### EXERCISE AIM:
In the dual-monitor forum thread, rewrite the passage from "Now, open a" to "of the windows.", changing "task bar" to "taskbar".

### DOCUMENT EXCERPT:

BEGIN

# Off Topic > Tips and Tutorials >  >  Dual Monitors - Trouble Displaying separate spreadsheets on each Monitor

## ExcelTip

Tip submitted by: Judy Cocking, 


Go to START Menu, open a copy of Excell.  
It will open on one of your monitors.  It does not matter which one.  
Now, open a second copy of Excell the same way. 
(DO NOT DOUBLECLICK A FILE NAME TO OPEN EXCELL!)  
The second will open directly on top of the first one., 
but there will be two Excell icons in the task bar.  
Drag the top one  to the other screen.  
You can now open two searate files on each of the windows.

----------


## Daniel

Thanks for the tip! It helped us.

----------


## KITSAM

Can any of you experts out there advise me how I can open linked work sheets of the same Excel file on dual monitors so that when I input data into Sheet One I can see the change to its linked cell in Sheet two on my second monitor.
I have no problem displaying Sheet One & Sheet Two on the serarate monitors but I cannot inter link the data input.
Hpoe I have described my problem adequately - any tips would be much appreciated.
Cheers
KITSAM

----------


## KITSAM

Judy Cocking: Thanks for your tip

When I try to open the file on the second copy of Excell I get an MS Windows Note saying "File in Use" with an added note "xls is locked for editing by OEM" and giving me an option to yiew the second copy in 'read only' format.

Any further thoughts? 


KITSAM

----------

END

### DATA LINES:
BEGIN

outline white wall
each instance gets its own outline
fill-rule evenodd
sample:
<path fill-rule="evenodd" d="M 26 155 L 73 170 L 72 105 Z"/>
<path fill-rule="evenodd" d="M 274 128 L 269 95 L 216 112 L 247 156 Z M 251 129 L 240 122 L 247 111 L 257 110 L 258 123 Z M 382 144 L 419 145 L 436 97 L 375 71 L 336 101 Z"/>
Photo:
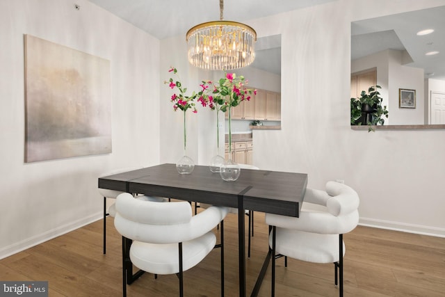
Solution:
<path fill-rule="evenodd" d="M 254 163 L 307 172 L 315 188 L 344 179 L 360 195 L 362 224 L 445 236 L 445 155 L 437 153 L 445 150 L 445 131 L 354 131 L 345 101 L 350 22 L 444 4 L 339 0 L 248 22 L 259 37 L 282 34 L 282 129 L 253 131 Z M 161 69 L 177 52 L 174 40 L 185 43 L 184 36 L 163 40 Z"/>
<path fill-rule="evenodd" d="M 159 162 L 159 41 L 76 3 L 0 1 L 0 258 L 100 218 L 100 173 Z M 24 34 L 111 61 L 112 153 L 24 163 Z"/>
<path fill-rule="evenodd" d="M 431 123 L 431 92 L 445 93 L 445 81 L 440 79 L 425 79 L 425 118 L 428 119 L 426 124 Z"/>

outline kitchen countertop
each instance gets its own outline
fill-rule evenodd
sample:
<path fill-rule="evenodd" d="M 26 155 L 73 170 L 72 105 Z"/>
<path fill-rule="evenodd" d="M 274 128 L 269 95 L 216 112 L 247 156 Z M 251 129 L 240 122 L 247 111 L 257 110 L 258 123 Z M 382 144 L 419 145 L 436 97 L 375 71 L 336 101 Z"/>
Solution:
<path fill-rule="evenodd" d="M 252 141 L 252 133 L 232 134 L 232 142 Z M 229 134 L 225 134 L 225 142 L 229 142 Z"/>
<path fill-rule="evenodd" d="M 252 130 L 281 130 L 281 126 L 249 126 Z"/>

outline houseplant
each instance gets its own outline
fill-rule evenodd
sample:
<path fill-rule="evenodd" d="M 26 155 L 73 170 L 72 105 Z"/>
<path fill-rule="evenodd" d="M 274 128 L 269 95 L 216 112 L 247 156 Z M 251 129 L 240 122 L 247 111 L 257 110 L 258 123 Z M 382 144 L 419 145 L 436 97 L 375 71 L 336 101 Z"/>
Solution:
<path fill-rule="evenodd" d="M 383 99 L 377 90 L 380 86 L 369 87 L 368 93 L 362 90 L 358 98 L 350 98 L 350 125 L 367 125 L 368 131 L 375 131 L 373 126 L 383 125 L 388 118 L 386 106 L 382 106 Z"/>

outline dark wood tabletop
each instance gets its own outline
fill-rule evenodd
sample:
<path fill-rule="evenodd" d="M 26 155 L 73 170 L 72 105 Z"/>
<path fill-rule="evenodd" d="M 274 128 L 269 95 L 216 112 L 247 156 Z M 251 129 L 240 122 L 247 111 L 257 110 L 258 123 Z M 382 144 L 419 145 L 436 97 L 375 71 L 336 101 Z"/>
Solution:
<path fill-rule="evenodd" d="M 307 184 L 304 173 L 241 169 L 238 180 L 225 182 L 208 166 L 180 175 L 170 163 L 99 179 L 99 188 L 235 208 L 241 195 L 244 209 L 290 216 L 298 216 Z"/>
<path fill-rule="evenodd" d="M 100 177 L 98 182 L 102 188 L 237 208 L 239 296 L 244 297 L 244 210 L 298 217 L 306 191 L 307 175 L 241 169 L 236 181 L 225 182 L 219 173 L 211 172 L 208 166 L 195 166 L 191 174 L 180 175 L 175 164 L 165 163 Z M 128 258 L 129 243 L 123 245 L 127 247 L 123 248 L 122 257 Z M 264 260 L 252 296 L 258 294 L 270 257 L 270 251 Z M 131 266 L 125 269 L 127 280 L 135 279 Z"/>

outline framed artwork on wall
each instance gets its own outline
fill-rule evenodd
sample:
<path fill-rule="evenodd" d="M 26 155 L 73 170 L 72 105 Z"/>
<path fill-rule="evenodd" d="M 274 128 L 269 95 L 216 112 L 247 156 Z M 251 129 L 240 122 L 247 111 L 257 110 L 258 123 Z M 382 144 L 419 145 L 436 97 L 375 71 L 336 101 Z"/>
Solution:
<path fill-rule="evenodd" d="M 110 61 L 31 35 L 26 163 L 111 152 Z"/>
<path fill-rule="evenodd" d="M 398 89 L 398 108 L 416 108 L 416 90 Z"/>

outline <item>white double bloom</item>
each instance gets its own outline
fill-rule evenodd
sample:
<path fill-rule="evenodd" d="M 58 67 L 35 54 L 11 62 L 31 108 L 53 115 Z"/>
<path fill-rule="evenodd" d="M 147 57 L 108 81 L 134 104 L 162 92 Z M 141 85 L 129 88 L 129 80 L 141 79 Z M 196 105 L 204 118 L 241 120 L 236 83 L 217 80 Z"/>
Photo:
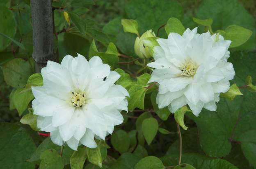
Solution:
<path fill-rule="evenodd" d="M 123 122 L 120 112 L 128 111 L 129 96 L 114 84 L 120 75 L 99 57 L 88 62 L 78 56 L 66 56 L 61 64 L 48 61 L 41 70 L 43 85 L 32 87 L 37 126 L 50 132 L 55 144 L 65 142 L 75 150 L 81 144 L 96 147 L 94 137 L 105 139 Z"/>
<path fill-rule="evenodd" d="M 231 41 L 197 31 L 187 29 L 182 36 L 171 33 L 167 39 L 157 40 L 160 46 L 154 48 L 155 61 L 148 65 L 155 68 L 149 82 L 159 84 L 160 108 L 168 106 L 174 113 L 188 104 L 197 116 L 203 108 L 215 111 L 220 93 L 229 88 L 235 74 L 227 62 Z"/>

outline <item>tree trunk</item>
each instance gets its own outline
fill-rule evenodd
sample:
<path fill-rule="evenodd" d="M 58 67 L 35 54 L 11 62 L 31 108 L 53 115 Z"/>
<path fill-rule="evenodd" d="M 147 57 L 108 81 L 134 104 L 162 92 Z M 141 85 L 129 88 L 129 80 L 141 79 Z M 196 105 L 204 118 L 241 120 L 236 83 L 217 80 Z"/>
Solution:
<path fill-rule="evenodd" d="M 48 60 L 58 62 L 53 48 L 54 24 L 52 0 L 31 0 L 33 27 L 33 58 L 36 72 Z"/>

END

### FINISHED TASK:
Now, open a second copy of Excell the same way. 
(DO NOT DOUBLECLICK A FILE NAME TO OPEN EXCELL!)  
The second will open directly on top of the first one., 
but there will be two Excell icons in the taskbar.  
Drag the top one  to the other screen.  
You can now open two searate files on each of the windows.